Return, word for word, the passage of the Russell Crotty biography between "Russell Crotty (born" and "California, Irvine (1980)", inclusive.

### Page extract
********************

Russell Crotty (born 1956, San Rafael) is a Southern California based artist whose work has been shown internationally and across the United States. His work incorporates astronomical, landscape, and surfing themes. Especially known for drawings on paper-coated suspended globes and within large-scale books, he continues to explore new ideas that investigate and expand the notion of “works on paper.”

Education 
 MFA, University of California, Irvine (1980)
 BFA, San Francisco Art Institute (1978)

Public collections 
Crotty's work is part of multiple public collections such as the Museum of Modern Art (New York), Pompidou (Paris), Whitney Museum of American Art (New York), Museum of Contemporary Art (Los Angeles), San Francisco Museum of Modern Art, Fine Arts Museum, San Francisco, New York Public Library, and more.  He participated in "A Grain of Dust A Drop of Water: The 5th Gwangju Biennale" in 2004.

********************

### Data
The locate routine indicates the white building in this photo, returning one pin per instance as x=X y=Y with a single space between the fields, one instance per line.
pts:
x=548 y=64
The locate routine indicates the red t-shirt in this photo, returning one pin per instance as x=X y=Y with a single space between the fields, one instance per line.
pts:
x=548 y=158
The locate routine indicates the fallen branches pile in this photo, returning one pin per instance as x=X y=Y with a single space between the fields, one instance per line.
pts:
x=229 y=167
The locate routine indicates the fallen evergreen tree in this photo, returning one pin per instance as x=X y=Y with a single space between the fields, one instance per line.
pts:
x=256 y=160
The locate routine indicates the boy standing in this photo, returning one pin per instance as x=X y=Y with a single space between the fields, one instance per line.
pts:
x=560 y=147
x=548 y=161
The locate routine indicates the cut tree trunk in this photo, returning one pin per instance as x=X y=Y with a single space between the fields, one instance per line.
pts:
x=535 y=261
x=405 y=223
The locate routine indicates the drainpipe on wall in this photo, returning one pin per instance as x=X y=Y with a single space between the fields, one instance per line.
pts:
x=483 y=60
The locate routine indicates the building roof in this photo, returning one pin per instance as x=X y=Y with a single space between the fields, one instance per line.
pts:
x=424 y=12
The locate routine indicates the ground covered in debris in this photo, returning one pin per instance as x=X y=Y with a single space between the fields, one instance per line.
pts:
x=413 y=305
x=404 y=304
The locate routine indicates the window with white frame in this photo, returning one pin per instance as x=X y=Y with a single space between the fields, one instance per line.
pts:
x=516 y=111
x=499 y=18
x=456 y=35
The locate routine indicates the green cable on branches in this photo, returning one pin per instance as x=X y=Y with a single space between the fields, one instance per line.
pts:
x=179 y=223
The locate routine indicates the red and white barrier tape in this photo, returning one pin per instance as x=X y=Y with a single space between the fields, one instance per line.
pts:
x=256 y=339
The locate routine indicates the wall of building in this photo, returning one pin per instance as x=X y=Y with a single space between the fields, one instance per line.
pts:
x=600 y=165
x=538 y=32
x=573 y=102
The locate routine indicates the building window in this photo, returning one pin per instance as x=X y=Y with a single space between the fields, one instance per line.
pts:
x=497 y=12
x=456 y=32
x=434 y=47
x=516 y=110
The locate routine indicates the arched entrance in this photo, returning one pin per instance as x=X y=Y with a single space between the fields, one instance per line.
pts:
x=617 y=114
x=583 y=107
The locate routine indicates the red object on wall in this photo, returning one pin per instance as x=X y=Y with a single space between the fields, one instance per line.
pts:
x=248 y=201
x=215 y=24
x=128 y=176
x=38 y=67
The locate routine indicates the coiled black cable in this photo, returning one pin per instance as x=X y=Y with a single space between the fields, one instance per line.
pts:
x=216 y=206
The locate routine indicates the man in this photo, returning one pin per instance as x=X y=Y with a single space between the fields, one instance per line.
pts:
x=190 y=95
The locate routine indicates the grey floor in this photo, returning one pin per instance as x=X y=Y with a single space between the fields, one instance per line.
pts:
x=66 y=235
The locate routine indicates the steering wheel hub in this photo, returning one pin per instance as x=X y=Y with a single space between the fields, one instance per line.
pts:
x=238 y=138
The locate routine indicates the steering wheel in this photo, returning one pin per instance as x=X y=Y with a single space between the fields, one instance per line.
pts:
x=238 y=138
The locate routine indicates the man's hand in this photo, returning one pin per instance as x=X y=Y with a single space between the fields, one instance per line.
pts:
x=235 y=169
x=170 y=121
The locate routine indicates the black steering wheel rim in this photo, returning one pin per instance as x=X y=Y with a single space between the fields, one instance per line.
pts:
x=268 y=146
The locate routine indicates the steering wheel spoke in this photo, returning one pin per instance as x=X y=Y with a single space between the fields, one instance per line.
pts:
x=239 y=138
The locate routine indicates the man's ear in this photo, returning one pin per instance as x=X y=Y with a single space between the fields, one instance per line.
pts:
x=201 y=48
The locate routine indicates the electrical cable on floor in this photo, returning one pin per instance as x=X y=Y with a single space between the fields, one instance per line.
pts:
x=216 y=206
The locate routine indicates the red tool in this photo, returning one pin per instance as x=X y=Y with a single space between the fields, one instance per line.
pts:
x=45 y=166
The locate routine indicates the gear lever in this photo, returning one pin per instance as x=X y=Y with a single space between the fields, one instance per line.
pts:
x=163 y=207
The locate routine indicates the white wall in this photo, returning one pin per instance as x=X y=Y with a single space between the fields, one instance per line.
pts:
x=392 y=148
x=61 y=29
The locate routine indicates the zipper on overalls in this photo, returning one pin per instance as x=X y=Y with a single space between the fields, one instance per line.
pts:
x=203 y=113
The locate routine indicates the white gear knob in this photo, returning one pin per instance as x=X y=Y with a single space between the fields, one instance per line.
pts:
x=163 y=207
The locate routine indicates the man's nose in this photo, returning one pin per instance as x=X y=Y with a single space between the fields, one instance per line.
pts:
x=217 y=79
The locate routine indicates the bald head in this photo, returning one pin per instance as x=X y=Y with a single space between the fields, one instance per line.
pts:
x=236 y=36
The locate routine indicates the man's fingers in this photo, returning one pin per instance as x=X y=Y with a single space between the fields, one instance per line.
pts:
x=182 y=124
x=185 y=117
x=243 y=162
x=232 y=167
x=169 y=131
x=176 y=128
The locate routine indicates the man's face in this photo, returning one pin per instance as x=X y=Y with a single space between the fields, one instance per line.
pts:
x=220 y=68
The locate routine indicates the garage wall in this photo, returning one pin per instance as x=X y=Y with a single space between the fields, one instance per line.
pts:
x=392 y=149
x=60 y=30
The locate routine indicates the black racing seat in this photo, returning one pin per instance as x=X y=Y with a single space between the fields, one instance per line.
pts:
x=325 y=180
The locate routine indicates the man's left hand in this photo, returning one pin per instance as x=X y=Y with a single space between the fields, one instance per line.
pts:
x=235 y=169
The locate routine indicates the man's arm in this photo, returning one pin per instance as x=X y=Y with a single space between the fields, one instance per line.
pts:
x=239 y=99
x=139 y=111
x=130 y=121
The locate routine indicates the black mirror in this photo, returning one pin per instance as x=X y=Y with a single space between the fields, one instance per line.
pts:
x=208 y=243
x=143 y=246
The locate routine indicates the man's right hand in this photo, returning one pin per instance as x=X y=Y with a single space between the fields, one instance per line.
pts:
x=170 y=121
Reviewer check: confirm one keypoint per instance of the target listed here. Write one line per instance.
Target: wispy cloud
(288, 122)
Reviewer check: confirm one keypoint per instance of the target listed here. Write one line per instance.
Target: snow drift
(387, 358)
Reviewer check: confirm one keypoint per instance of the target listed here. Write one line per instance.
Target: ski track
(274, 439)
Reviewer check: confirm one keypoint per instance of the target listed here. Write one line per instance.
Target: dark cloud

********************

### Written solution
Russell Crotty (born 1956, San Rafael) is a Southern California based artist whose work has been shown internationally and across the United States. His work incorporates astronomical, landscape, and surfing themes. Especially known for drawings on paper-coated suspended globes and within large-scale books, he continues to explore new ideas that investigate and expand the notion of “works on paper.”

Education 
 MFA, University of California, Irvine (1980)